[start Document excerpt]
Bitfinex ‘Copycat’ Lawsuit Withdrawn and Then Refiled in New District

Bitfinex ‘Copycat’ Lawsuit Withdrawn and Then Refiled in New District

Ifinex Inc, parent firm of Bitfinex, finds its ongoing legal troubles further complicated as a November lawsuit has been withdrawn by the plaintiff and refiled in a new district. The company, whose close affiliations with both the Bitfinex crypto exchange and stablecoin Tether have continually raised suspicion, now faces at least three ongoing legal battles. In December, an updated New York Attorney General’s filing was made, October’s class action suit is ongoing, and the now refiled ‘copycat’ lawsuit, originally filed in November, has been added to the list.

Also Read: Tron-Based Tether Has Ballooned to Over 900 Million Tokens, Almost 22% of Total Supply

Ifinex’s Legal Entanglements

The class action ‘copycat’ lawsuit from November was withdrawn last week from the Western District of Washington, and subsequently refiled in the Southern District of New York on Jan. 8, with the addition of one David Crystal to the list of plaintiffs. According to a lawyer involved in the case, “Plaintiffs refiled the case to efficiently vindicate the rights of Bitcoin traders and Bitcoin futures traders,” reports maintain.

Tether and Bitfinex have previously asserted the suit was simply an attempt to use “Bitfinex and Tether to obtain a payday,” and have pointed out the similarity of the filing to a similar class action which emerged in October. Both lawsuits are directed at Ifinex, the parent firm of Bitfinex and Tether.

A Dec. 4 New York Attorney General (NYAG) filing adds to the group’s troubles, and is an extension of ongoing issues with the NYAG which emerged in April last year. The newly refiled class action complaint could be an attempt to move the action to a district with greater support for legal scrutiny of the controversial crypto groups.
[end Document excerpt]
[start Given records]
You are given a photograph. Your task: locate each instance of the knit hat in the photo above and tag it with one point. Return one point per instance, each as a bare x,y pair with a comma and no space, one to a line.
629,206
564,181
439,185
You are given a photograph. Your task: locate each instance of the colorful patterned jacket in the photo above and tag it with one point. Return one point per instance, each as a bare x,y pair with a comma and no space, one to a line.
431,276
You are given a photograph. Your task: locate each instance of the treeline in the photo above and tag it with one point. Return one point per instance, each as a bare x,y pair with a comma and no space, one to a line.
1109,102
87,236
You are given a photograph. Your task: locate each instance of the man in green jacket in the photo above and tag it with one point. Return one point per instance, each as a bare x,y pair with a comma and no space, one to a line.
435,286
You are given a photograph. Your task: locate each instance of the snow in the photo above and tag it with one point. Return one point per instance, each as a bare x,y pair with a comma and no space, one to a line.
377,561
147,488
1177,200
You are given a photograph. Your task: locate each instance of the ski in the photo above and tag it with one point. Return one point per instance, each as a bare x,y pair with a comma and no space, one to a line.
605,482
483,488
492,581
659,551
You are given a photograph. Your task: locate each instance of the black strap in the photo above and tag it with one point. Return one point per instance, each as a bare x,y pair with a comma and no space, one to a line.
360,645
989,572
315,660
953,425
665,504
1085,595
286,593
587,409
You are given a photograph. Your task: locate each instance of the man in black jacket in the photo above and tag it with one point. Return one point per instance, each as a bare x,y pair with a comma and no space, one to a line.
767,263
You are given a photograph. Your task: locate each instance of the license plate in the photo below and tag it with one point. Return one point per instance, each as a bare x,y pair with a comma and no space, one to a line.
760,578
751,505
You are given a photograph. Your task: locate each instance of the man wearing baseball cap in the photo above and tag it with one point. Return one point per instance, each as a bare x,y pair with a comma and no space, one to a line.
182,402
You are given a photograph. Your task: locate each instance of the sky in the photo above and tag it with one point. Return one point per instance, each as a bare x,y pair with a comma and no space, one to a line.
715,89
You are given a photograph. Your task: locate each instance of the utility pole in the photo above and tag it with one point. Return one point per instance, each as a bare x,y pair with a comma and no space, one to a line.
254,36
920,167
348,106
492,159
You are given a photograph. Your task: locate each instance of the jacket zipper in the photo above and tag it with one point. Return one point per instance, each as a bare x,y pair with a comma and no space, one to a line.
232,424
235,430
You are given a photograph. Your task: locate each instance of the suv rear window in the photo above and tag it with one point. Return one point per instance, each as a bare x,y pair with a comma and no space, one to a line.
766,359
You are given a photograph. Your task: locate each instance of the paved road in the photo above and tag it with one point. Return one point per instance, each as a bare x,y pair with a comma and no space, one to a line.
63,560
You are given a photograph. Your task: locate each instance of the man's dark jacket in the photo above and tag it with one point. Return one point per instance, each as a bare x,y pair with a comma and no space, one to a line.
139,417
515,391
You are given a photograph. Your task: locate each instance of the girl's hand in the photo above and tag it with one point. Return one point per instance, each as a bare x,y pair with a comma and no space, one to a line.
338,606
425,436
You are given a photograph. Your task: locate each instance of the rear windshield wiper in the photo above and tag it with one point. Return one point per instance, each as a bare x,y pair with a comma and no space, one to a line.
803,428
[end Given records]
- Directions
(1) Answer these questions using the article on the Bitfinex lawsuit:
(a) From which district was the November lawsuit withdrawn?
(b) On what date was the New York Attorney General filing made?
(c) Who was added to the list of plaintiffs when the suit was refiled?
(2) In the article on the Bitfinex lawsuit, list the ongoing legal battles that the opening paragraph says Ifinex faces.
The lines of pointing data are not needed here.

- The solutions
(1)
(a) The Western District of Washington
(b) Dec. 4
(c) David Crystal

(2)
- The updated New York Attorney General's filing made in December
- October's class action suit
- The refiled "copycat" lawsuit, originally filed in November